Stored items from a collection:
* Begin *

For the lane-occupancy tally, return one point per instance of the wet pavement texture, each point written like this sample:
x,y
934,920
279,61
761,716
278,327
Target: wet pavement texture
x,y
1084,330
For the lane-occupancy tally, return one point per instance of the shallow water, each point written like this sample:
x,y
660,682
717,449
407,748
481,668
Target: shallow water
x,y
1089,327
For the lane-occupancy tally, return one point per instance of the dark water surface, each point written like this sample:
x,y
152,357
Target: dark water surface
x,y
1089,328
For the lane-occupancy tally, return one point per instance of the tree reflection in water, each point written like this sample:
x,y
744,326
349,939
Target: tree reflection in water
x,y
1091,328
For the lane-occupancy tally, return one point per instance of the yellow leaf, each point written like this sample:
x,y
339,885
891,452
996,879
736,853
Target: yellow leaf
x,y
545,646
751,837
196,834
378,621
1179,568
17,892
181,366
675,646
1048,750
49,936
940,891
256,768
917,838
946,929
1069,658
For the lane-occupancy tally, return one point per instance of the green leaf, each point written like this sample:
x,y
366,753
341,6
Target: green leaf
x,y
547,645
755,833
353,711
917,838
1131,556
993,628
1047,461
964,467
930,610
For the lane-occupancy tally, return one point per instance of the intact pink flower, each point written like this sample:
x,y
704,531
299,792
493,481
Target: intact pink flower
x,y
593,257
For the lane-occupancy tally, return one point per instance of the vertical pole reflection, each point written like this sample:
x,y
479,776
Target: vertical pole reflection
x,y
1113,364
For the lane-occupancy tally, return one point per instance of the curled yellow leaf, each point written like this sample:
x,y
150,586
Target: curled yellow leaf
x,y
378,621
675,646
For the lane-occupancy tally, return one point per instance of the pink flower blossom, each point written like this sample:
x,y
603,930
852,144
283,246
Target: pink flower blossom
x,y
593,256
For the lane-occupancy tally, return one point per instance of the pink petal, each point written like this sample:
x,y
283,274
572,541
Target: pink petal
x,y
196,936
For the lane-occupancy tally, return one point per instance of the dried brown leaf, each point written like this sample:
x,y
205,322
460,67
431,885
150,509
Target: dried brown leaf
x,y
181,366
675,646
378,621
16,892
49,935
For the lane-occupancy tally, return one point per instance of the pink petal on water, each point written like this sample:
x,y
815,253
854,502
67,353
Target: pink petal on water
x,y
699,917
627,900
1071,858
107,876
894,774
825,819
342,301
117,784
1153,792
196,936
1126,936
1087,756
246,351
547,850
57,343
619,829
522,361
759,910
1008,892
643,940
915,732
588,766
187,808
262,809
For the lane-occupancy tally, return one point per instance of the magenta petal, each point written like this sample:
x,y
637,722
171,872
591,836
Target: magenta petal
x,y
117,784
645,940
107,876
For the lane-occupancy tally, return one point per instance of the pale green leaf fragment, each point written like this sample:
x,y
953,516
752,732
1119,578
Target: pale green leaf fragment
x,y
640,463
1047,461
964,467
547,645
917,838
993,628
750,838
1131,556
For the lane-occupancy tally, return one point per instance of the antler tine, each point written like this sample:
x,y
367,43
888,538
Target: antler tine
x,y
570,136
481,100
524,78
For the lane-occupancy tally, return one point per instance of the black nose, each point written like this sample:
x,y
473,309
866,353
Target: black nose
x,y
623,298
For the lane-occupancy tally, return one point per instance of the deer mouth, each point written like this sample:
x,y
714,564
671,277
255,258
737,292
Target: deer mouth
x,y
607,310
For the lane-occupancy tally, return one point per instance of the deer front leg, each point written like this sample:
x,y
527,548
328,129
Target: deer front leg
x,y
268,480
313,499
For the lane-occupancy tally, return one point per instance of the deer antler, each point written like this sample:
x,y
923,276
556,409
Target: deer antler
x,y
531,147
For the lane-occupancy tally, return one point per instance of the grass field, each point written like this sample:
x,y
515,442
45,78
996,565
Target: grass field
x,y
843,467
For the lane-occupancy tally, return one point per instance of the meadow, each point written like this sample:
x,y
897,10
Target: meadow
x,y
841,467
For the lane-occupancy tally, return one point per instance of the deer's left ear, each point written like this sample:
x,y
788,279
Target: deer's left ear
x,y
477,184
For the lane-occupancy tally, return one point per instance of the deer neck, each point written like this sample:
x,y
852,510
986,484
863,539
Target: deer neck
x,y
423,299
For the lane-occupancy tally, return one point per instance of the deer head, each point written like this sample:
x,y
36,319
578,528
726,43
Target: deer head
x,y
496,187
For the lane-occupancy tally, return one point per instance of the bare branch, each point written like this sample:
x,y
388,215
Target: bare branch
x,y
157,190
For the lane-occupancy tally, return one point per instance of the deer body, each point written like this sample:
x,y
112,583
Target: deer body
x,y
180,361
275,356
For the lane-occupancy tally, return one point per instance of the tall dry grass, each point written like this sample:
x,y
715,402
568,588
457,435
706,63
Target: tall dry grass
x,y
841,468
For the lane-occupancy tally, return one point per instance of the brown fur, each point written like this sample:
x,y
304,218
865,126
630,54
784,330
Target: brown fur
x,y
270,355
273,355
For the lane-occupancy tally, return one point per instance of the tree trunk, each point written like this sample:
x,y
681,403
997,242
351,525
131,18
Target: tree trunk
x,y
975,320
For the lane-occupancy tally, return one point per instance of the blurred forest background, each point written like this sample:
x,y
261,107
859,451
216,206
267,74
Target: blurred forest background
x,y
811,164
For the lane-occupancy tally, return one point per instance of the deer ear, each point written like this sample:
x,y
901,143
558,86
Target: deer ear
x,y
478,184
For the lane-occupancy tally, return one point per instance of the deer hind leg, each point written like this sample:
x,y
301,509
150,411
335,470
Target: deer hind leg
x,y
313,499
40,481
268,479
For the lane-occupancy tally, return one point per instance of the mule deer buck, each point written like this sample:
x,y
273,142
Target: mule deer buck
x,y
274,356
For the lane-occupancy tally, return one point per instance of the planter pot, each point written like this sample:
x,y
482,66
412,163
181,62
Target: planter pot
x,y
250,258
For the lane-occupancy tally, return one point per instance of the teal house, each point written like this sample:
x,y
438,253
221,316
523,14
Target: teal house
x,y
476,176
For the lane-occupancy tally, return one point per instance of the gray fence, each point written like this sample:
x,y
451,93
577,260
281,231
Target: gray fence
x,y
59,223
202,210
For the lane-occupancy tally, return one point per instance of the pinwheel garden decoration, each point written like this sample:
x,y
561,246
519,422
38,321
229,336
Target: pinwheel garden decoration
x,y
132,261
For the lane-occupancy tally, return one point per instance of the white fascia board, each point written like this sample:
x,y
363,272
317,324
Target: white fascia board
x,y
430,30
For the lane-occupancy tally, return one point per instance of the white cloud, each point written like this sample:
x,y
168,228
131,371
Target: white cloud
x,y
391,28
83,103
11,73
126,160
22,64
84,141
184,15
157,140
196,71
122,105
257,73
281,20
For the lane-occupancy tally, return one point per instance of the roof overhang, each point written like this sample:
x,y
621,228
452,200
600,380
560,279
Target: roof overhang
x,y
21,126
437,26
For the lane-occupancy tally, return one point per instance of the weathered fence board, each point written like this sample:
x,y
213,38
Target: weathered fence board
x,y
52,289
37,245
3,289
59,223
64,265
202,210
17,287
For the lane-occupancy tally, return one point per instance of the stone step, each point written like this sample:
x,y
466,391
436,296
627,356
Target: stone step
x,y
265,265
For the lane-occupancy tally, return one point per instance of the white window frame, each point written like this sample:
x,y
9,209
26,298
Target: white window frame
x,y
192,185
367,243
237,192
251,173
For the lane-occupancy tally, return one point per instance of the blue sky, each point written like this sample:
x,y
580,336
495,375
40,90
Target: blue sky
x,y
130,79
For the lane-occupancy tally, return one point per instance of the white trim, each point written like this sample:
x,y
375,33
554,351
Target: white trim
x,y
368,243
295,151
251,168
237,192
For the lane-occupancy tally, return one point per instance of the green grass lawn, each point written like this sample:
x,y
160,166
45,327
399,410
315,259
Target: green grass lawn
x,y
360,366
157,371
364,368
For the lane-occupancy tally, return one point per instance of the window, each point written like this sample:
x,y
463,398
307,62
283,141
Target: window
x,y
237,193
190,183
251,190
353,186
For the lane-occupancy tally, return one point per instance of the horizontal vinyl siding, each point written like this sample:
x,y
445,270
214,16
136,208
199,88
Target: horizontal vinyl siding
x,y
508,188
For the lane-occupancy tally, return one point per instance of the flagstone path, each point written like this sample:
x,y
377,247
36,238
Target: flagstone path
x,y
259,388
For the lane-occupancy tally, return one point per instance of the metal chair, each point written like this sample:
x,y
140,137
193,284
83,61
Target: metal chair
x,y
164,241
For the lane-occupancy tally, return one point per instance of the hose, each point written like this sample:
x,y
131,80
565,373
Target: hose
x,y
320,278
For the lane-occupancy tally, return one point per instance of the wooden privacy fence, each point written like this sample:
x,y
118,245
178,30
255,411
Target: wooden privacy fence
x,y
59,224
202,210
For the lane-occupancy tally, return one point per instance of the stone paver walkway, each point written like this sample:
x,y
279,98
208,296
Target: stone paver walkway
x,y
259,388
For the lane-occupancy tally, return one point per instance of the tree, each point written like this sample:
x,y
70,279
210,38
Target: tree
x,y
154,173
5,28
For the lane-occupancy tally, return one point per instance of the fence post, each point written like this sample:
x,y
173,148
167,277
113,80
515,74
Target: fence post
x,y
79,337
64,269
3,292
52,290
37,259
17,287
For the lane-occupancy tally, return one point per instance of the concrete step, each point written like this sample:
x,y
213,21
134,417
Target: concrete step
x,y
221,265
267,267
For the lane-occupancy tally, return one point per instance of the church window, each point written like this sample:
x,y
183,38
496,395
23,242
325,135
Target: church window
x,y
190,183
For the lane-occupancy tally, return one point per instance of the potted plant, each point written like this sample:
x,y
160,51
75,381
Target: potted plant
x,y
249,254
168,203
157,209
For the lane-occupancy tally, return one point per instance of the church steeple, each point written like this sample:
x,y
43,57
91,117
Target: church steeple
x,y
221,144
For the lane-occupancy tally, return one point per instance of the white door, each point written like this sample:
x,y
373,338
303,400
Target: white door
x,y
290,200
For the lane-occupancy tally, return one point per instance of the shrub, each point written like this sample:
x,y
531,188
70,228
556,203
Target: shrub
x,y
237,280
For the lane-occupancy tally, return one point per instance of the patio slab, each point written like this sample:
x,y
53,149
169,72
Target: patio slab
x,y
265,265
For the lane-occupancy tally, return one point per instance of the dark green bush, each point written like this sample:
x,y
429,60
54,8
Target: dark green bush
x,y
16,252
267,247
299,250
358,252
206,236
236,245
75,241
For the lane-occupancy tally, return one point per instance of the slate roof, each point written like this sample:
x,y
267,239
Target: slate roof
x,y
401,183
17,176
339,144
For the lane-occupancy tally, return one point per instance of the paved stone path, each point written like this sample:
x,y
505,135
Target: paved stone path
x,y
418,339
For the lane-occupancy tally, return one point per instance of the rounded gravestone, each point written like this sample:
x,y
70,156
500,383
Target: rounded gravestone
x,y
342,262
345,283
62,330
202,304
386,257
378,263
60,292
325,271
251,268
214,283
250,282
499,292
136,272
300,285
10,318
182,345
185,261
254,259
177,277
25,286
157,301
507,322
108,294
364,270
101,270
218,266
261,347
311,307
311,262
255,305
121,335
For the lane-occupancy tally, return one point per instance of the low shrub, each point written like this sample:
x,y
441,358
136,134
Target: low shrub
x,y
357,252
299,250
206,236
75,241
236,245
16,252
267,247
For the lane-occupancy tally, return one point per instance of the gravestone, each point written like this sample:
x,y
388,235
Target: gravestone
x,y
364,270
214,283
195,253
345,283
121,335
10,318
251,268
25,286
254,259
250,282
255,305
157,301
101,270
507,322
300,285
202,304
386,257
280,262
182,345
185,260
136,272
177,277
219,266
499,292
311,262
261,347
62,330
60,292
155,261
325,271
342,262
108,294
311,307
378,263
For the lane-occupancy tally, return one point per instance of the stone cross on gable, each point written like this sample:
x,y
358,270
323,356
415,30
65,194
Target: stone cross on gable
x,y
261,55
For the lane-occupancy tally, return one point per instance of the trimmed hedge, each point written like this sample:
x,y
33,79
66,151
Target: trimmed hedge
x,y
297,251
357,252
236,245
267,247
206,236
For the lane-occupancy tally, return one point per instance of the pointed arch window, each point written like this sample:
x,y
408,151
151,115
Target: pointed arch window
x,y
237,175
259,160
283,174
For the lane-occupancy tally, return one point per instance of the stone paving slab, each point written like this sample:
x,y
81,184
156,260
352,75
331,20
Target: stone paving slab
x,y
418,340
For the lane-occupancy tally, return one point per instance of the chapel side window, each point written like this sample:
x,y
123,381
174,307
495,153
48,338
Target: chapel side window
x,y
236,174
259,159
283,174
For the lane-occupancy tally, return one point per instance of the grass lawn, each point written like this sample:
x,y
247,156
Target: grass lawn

* End *

Locate "the stone cross" in the material, then quote the line that contains it and all lines after it through the final one.

For the lane-occupancy tally, return one point per instance of the stone cross on gable, each point written like this sample:
x,y
358,270
323,356
415,30
65,194
Target: stone cross on gable
x,y
261,55
For the lane-occupancy tally, return one point per instance of the trimmed hedge, each point written like this sample:
x,y
33,79
66,151
Target: trimmed hedge
x,y
297,251
357,252
236,245
267,247
206,236
For the lane-occupancy tally, return one point per instance of the pointed arch window, each point written like this sample:
x,y
408,151
151,115
Target: pointed arch window
x,y
237,175
259,160
283,174
For the lane-occupancy tally, return one point per instance of the stone paving slab, each point written like this sample:
x,y
81,184
156,260
352,75
331,20
Target: stone paving slab
x,y
418,340
For the lane-occupancy tally, return one point per instance of the chapel side window, each point written like this sample:
x,y
123,381
174,307
495,153
48,338
Target: chapel side window
x,y
236,174
259,159
283,174
For the lane-occupancy tally, return one point per instance of the grass lawn, each point written like this sample:
x,y
247,156
Target: grass lawn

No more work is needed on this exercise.